PASSAGE TO READ
※
Bright-dim afternoon, the light was gauzy-grey, sky the
color of...



Bright-dim afternoon, the light was gauzy-grey, sky the
color of a shiver. Christmas Day, mild, quiet. Away from home, afternoon lull,
and a run to move the blood, five miles on farm roads. Stone walls, silos,
barns, wide flat fields to the west, and wide fields that slope down to the
tidal river to the east. An ocean close, sensed in the lungs, and in the
magnetic way the body knows where ocean is.

It was Christmas Day and something happened.

A mile or so from the house, some movement ahead and a fox came
into focus. There it was, ahead, 20 yards. It stopped in the middle of the road
and looked at me. I stopped on the side of the road and looked at it. Then it
turned and ran, right down the yellow lines. I followed.

Thirty seconds, a minute, two, who knows, it stopped, looked
back at me, and kept running. An easy loping pace, this sleek orange flame
against the yellow lines. Skeleton, muscle, fur, yes, and also: a ripple of
heat. This low-down animal, its tail tipped white with grey, candleflame on the
wick, fire-fleet, and moving. Then it stopped again, there on the
yellow lines, it looked back at me. Come,
it seemed to say, come, come, keep coming.
※
WHAT THIS TASK INVOLVES
Please carry on the passage about the Christmas Day run and the fox, starting right after its final sentence. The entries after this come from a separate source.
※
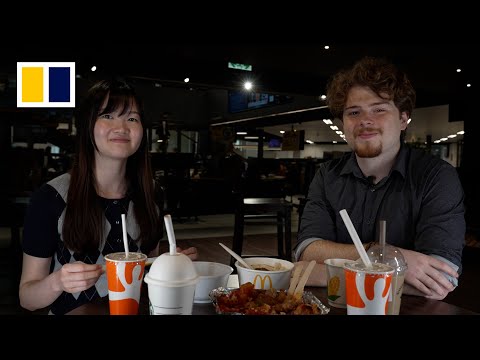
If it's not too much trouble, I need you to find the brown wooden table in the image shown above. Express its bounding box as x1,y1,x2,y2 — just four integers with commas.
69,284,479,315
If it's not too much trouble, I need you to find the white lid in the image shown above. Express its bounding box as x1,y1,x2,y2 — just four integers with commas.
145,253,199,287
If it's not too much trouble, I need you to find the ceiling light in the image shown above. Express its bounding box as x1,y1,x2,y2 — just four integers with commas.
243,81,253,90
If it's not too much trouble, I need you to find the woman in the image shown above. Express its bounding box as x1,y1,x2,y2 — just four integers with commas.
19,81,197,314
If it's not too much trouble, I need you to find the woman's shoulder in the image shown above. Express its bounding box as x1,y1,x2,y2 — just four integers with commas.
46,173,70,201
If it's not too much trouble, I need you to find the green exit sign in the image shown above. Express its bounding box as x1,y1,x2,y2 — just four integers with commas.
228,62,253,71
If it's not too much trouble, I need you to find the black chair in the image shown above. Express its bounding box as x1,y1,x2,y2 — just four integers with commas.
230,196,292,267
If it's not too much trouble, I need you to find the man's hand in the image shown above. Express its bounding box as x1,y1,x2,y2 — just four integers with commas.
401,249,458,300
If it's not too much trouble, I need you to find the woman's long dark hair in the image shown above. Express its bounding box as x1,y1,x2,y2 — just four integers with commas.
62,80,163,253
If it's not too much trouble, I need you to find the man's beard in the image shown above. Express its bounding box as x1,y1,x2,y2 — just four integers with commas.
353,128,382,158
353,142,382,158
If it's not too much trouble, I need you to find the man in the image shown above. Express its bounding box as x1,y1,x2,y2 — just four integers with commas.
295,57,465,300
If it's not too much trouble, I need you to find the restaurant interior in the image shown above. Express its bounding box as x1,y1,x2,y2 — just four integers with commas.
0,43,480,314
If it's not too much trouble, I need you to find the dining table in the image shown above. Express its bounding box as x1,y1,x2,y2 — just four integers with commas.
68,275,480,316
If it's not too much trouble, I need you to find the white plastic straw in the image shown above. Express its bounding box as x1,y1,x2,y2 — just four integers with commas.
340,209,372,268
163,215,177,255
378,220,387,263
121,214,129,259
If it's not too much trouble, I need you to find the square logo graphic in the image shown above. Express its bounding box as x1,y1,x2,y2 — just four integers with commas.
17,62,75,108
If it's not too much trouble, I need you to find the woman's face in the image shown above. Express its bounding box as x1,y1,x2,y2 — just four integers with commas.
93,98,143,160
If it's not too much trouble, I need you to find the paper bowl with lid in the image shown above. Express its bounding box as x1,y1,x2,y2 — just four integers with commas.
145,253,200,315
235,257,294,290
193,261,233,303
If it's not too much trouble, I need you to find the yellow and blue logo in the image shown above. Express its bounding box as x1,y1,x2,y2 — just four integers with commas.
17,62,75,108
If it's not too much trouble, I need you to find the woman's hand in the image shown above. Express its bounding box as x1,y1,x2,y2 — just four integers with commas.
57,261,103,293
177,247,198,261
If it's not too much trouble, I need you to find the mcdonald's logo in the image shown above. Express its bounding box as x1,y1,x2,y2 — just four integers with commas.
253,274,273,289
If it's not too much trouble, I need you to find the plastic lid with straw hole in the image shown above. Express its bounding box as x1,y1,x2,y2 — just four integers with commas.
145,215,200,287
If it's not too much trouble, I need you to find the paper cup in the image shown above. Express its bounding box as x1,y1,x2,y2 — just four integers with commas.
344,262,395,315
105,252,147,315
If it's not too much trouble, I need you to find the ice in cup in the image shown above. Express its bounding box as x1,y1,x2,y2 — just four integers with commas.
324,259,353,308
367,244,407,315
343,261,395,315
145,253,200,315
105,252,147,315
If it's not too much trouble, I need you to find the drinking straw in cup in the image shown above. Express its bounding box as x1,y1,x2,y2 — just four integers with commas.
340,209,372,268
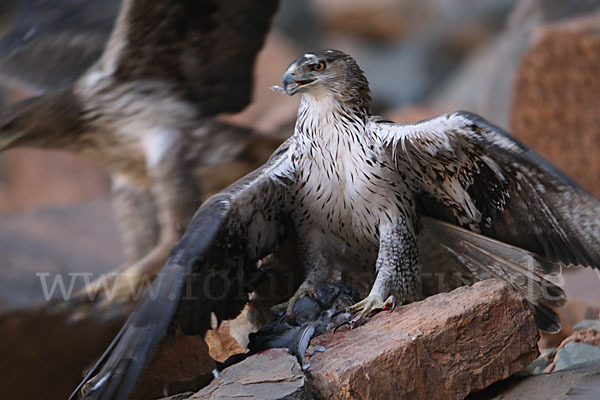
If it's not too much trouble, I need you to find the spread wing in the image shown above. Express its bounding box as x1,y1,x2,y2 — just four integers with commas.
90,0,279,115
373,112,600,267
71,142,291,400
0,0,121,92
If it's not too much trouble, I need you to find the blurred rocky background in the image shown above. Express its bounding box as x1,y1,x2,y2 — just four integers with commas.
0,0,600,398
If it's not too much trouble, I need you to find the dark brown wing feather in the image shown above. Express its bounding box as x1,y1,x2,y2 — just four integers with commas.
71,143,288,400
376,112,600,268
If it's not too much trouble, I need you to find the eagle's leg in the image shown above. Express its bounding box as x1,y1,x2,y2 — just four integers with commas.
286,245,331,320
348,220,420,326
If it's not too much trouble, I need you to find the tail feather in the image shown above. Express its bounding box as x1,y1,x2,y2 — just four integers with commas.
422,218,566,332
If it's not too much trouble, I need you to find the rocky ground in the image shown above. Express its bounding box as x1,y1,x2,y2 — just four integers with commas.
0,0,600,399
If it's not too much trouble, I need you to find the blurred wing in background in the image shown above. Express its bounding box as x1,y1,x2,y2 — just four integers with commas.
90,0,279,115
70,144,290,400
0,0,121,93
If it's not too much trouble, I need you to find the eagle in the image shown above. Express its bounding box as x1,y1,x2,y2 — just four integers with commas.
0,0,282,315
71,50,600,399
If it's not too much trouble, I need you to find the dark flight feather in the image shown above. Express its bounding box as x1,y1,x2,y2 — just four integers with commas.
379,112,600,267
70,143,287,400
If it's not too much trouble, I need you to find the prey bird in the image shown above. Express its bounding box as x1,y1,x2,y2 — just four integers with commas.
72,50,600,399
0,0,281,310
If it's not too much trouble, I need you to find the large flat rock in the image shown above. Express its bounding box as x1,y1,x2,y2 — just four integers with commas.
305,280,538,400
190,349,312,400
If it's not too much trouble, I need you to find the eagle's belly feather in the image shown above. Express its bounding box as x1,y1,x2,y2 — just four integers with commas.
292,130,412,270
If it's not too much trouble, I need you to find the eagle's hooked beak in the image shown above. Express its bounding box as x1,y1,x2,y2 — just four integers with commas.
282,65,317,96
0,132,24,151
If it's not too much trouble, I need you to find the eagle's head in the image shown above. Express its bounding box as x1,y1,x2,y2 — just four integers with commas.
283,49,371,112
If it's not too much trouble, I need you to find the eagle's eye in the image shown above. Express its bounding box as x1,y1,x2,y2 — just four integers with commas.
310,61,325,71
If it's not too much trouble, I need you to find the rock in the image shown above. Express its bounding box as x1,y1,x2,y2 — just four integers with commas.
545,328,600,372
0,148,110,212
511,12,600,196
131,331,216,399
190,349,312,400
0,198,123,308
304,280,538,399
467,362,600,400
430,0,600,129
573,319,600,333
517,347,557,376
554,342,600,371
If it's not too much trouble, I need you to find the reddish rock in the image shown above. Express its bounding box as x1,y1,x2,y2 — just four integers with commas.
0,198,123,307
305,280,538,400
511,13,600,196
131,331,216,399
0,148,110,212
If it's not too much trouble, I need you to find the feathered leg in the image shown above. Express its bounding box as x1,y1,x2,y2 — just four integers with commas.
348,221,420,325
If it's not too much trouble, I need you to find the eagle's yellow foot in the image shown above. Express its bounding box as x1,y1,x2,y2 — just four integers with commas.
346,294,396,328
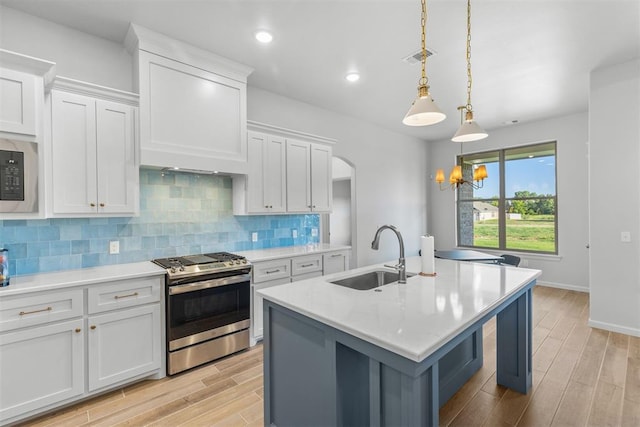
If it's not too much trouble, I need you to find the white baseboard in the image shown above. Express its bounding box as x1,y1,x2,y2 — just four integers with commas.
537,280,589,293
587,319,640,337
※
REPLY
I did.

Here we were on the road, farms every evidence of human’s
control over nature; we were not in glen or forest dense and dim. A driveway
there, a fat shiny car, chimney smoke, little lights on a wreath, even the stone
walls showed the hand of human work and our arbitrary, imbecilic idea of
boundary.

As we ran, these structures, these delineations, started to
dissolve.

It was a fox, a fox, a fox, a fact as true as the slugs I
sometimes see on the sidewalk on summer morning walks in Cambridge. Pure
animal. And it was more, this flame, this guide, keep coming, animal and energy. Force and substance both. A
flesh-blood creature and a loping potency taking its place at the center of
things, defying the boundary and uniting two sides. The stone walls didn’t
matter, the road, the yellow lines, the driveways, didn’t matter. Our human
movement of time didn’t matter. The world was getting wilder.

And then a third time it stopped, turned, faced me. This
animal, this flame in the street and I, I cheek-flushed and breathing fast, we
looked at each other, and for seconds, an epoch, eternity, who knows how long,
it was only the two of us in all existence. A shared heat, an awareness only,
total, of each other. Not the sky, not the hawk, not the rabbits, squirrel, or
deer. Not the silent tractor in the field nor the wooden fence nor the greenhouse
or road sign or mailbox. And inside this moment, for an even smaller mote of
time, immense and nothing, we were not two, the fox and I, but one. Time
dissolves, the regular flow deregulates and the boundaries slip away. “Out of
time, out of space, before the fire, our being is no longer chained to a being-there,” Gaston Bachelard writes.
So it was. I was before the fire and the chains gave way.

A second, less.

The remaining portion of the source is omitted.